- WHAT IS ASKED -
Locate every line in the items below that contains the string "plate", matching case exactly, and copy each such line.

EXTRACTED ENTRIES start

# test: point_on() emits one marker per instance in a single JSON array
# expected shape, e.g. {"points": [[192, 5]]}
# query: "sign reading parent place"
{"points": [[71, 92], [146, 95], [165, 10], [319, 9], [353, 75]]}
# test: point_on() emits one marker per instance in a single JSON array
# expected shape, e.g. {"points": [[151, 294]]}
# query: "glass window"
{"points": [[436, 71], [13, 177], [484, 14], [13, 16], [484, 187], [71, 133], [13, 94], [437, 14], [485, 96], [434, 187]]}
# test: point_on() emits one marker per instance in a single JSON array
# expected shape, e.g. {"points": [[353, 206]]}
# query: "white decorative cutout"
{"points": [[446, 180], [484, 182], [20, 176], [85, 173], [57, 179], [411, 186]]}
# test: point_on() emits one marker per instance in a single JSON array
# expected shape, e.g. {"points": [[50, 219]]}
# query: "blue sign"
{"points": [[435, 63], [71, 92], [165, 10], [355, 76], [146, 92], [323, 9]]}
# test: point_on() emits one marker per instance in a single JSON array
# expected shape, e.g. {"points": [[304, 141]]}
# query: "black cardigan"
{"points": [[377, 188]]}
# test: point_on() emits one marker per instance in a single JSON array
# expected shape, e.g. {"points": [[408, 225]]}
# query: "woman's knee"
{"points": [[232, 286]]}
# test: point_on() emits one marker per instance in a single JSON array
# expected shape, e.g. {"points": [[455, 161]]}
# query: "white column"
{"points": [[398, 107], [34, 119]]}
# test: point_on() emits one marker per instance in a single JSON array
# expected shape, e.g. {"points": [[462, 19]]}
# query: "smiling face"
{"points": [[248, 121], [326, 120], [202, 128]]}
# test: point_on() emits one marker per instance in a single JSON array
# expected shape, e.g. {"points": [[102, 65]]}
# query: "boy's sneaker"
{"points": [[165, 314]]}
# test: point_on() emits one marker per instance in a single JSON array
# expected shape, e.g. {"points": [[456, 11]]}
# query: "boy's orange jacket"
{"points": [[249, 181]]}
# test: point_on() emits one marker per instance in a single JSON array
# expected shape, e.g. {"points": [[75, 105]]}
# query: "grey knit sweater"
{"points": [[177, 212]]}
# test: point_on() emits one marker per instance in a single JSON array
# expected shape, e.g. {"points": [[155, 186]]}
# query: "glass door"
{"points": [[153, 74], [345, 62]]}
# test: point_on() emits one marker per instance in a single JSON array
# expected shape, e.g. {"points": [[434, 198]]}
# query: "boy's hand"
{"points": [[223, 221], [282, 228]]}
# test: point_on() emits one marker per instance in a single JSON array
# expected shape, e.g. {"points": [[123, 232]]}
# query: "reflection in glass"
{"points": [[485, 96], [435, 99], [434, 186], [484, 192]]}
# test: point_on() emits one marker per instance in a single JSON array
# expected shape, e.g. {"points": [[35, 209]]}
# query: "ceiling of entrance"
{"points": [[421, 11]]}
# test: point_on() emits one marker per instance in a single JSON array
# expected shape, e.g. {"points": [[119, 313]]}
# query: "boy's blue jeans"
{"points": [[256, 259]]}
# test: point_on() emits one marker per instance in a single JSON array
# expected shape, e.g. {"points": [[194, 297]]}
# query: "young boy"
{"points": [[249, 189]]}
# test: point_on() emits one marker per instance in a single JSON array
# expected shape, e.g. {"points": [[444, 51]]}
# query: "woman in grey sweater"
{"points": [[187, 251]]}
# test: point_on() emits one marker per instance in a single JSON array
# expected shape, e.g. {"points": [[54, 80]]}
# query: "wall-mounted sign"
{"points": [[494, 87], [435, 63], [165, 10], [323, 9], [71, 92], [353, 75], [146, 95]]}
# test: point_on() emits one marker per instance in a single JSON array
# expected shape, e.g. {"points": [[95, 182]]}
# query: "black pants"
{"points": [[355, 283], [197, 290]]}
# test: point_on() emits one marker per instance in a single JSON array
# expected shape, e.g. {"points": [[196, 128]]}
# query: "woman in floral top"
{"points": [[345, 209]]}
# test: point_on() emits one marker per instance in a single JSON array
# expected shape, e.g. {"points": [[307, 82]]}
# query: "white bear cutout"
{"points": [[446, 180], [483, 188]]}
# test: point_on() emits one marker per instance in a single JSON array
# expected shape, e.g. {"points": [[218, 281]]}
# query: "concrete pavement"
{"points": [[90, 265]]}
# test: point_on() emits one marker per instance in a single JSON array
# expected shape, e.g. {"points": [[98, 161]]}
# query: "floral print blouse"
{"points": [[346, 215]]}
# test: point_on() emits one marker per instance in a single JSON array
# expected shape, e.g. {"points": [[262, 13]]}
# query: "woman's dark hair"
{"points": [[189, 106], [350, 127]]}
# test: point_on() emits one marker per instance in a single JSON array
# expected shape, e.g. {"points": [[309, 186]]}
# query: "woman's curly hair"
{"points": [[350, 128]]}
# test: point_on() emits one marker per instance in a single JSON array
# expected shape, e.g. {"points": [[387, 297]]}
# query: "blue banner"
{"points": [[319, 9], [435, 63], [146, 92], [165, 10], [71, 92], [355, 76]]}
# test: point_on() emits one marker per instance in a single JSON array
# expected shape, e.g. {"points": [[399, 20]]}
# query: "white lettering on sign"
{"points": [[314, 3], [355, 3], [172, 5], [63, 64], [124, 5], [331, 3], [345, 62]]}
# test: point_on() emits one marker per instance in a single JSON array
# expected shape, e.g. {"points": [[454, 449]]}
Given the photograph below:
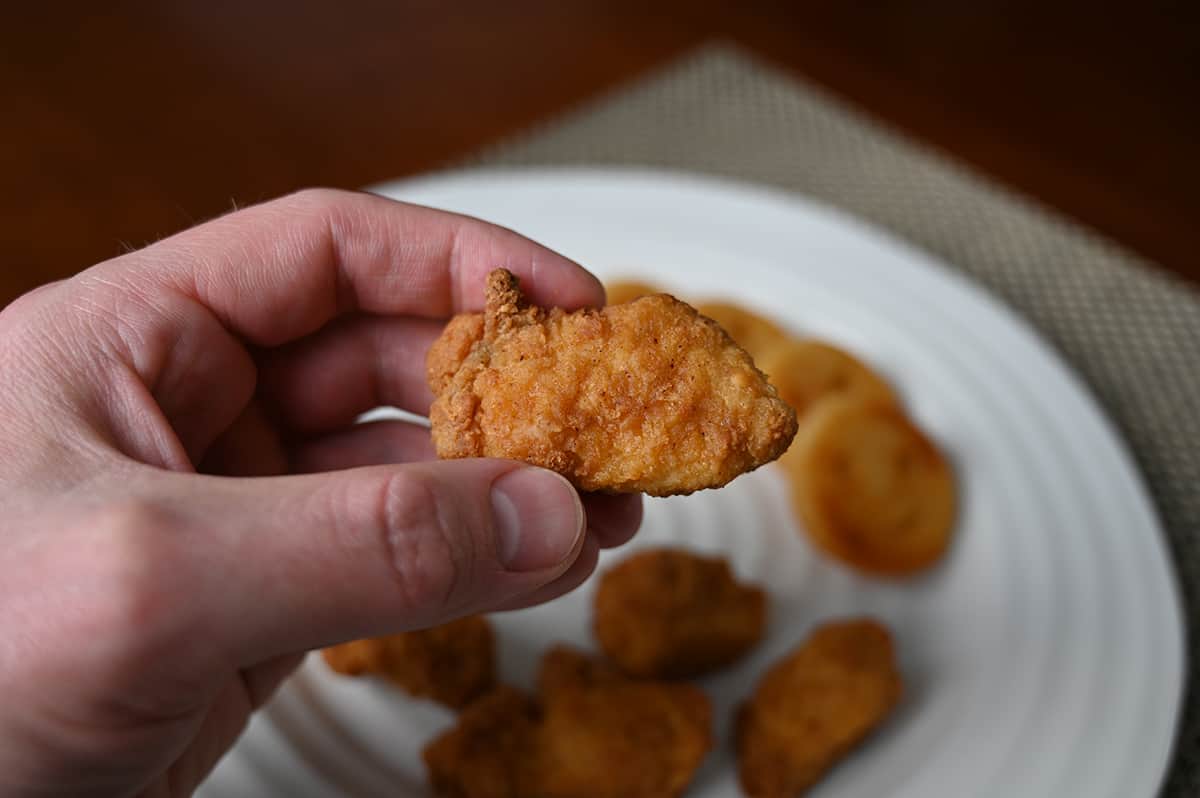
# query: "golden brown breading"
{"points": [[671, 613], [603, 736], [647, 396], [569, 669], [755, 334], [450, 664], [870, 487], [594, 735], [487, 751], [814, 706], [808, 370]]}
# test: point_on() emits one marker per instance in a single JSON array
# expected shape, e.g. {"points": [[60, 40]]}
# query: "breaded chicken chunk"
{"points": [[814, 706], [569, 669], [487, 753], [604, 736], [647, 396], [592, 733], [451, 664], [671, 613]]}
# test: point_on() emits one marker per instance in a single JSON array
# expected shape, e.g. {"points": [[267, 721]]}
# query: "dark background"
{"points": [[126, 123]]}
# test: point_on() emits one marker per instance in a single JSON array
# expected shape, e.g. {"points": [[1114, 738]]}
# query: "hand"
{"points": [[168, 551]]}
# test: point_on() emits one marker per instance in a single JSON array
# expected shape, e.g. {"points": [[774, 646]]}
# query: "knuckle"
{"points": [[130, 570], [421, 539], [319, 202]]}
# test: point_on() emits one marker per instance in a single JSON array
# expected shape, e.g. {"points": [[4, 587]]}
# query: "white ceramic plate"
{"points": [[1043, 658]]}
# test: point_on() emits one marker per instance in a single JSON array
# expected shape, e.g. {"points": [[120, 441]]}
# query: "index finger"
{"points": [[277, 271]]}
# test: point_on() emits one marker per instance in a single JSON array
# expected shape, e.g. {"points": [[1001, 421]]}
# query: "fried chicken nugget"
{"points": [[808, 370], [647, 396], [604, 736], [487, 753], [755, 334], [671, 613], [594, 735], [814, 706], [450, 664], [569, 669], [871, 489]]}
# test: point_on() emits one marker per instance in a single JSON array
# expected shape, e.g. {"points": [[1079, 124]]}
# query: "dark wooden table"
{"points": [[126, 121]]}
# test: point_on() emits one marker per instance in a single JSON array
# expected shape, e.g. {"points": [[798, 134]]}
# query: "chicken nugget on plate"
{"points": [[604, 736], [813, 707], [486, 753], [672, 613], [450, 664]]}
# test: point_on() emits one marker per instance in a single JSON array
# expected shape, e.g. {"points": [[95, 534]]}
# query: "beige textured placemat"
{"points": [[1133, 333]]}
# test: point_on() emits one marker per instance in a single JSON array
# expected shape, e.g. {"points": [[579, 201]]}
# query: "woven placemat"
{"points": [[1132, 331]]}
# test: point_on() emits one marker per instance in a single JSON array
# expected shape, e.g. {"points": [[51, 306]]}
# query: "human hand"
{"points": [[149, 601]]}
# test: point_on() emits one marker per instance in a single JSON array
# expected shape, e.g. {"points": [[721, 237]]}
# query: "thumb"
{"points": [[316, 559]]}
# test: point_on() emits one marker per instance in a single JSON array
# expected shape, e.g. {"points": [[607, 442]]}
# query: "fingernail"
{"points": [[539, 519]]}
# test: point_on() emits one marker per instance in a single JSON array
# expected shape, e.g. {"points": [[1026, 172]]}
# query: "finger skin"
{"points": [[351, 366], [375, 443], [281, 270]]}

EXTRACTED ENTRIES end

- ANSWER FOR THE TASK -
# query: "white ceramic plate"
# query: "chicken nugget on plate"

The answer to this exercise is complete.